- **OBJECTIVE**: Copy the data from the line with "the black picture" up to and including the line with "pixel 693 136", character for character.

* start SOURCE MATERIAL *

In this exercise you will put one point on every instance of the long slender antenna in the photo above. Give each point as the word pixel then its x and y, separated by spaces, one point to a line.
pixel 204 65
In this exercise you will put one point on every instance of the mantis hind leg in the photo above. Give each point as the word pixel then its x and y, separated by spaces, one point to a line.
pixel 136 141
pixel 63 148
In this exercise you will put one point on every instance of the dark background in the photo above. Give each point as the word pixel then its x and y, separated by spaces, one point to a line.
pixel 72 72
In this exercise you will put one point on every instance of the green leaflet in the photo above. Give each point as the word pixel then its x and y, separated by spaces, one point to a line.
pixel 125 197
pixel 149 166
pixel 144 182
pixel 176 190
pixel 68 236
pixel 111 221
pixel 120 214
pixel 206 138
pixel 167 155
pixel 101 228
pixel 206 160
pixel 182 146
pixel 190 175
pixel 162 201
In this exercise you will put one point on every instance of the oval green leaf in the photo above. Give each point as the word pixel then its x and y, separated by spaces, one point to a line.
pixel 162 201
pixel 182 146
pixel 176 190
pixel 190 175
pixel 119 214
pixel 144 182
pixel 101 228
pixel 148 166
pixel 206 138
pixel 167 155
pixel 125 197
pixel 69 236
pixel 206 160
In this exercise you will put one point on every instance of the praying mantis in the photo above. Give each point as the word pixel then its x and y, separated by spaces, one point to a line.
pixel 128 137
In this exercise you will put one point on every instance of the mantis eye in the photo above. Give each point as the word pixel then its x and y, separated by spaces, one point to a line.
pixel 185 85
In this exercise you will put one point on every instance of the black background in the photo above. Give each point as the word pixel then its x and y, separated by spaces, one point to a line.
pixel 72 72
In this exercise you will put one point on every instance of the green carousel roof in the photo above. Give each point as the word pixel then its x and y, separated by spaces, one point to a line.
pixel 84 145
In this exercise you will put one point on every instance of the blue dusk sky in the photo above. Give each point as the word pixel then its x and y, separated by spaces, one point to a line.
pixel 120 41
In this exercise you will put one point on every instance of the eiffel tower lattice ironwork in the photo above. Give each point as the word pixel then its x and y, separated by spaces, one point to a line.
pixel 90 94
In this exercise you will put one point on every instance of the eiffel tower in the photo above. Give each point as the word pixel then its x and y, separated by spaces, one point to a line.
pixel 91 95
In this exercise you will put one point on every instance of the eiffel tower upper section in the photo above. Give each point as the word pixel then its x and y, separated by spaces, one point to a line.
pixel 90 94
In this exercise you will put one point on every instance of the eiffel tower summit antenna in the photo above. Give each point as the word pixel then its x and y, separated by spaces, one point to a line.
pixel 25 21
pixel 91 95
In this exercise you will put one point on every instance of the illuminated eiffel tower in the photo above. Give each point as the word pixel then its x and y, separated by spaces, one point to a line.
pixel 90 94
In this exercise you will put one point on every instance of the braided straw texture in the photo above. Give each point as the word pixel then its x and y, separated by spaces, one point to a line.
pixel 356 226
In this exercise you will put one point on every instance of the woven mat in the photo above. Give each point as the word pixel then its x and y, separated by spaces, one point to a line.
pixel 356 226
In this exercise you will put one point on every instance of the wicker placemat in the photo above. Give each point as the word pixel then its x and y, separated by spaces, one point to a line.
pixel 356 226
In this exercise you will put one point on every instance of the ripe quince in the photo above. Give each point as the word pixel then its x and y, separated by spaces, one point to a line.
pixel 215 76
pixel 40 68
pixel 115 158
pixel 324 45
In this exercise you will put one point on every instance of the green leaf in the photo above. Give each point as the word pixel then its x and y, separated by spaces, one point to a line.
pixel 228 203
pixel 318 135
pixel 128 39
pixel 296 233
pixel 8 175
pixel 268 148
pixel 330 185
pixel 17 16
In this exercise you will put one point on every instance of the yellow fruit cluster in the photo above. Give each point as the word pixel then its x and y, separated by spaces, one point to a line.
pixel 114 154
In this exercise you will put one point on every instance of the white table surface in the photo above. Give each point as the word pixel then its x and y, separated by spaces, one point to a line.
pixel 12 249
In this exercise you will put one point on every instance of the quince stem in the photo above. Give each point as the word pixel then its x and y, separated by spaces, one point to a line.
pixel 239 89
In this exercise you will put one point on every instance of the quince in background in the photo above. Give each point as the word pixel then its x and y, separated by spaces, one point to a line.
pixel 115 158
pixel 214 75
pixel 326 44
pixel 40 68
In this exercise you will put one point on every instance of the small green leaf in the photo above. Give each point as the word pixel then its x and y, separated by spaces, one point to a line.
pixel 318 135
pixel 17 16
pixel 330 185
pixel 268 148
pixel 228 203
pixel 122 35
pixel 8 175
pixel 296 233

* end SOURCE MATERIAL *
* start SOURCE MATERIAL *

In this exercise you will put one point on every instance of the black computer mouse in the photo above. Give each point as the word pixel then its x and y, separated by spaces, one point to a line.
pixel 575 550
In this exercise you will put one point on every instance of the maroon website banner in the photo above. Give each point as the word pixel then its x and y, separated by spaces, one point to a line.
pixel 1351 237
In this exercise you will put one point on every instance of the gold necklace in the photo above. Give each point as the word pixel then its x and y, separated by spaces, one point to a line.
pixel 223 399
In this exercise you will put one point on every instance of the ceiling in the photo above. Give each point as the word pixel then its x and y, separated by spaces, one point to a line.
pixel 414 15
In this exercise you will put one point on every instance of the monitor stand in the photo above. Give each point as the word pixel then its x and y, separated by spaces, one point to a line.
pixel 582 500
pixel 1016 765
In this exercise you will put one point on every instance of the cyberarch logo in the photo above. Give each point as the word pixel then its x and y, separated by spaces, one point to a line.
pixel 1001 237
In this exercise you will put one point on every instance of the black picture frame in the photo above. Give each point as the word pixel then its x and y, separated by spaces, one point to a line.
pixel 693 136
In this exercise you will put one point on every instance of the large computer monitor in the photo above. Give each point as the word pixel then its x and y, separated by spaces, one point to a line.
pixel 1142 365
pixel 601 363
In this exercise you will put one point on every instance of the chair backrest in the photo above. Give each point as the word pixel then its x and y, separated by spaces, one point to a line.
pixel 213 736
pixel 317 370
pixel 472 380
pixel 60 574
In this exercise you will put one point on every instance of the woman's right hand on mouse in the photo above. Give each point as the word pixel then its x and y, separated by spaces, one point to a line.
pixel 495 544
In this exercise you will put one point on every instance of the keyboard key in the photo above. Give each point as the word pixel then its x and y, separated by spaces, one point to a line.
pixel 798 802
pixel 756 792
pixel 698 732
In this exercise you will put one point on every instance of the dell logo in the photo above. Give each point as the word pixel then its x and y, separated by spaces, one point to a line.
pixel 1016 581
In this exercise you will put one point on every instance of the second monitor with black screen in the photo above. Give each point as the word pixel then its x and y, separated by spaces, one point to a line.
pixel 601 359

* end SOURCE MATERIAL *

- **COMPLETED EXERCISE**:
In this exercise you will put one point on every instance of the black picture frame in the photo above. Give each point as the word pixel then its x and y, separated by spaces, one point to a line.
pixel 693 136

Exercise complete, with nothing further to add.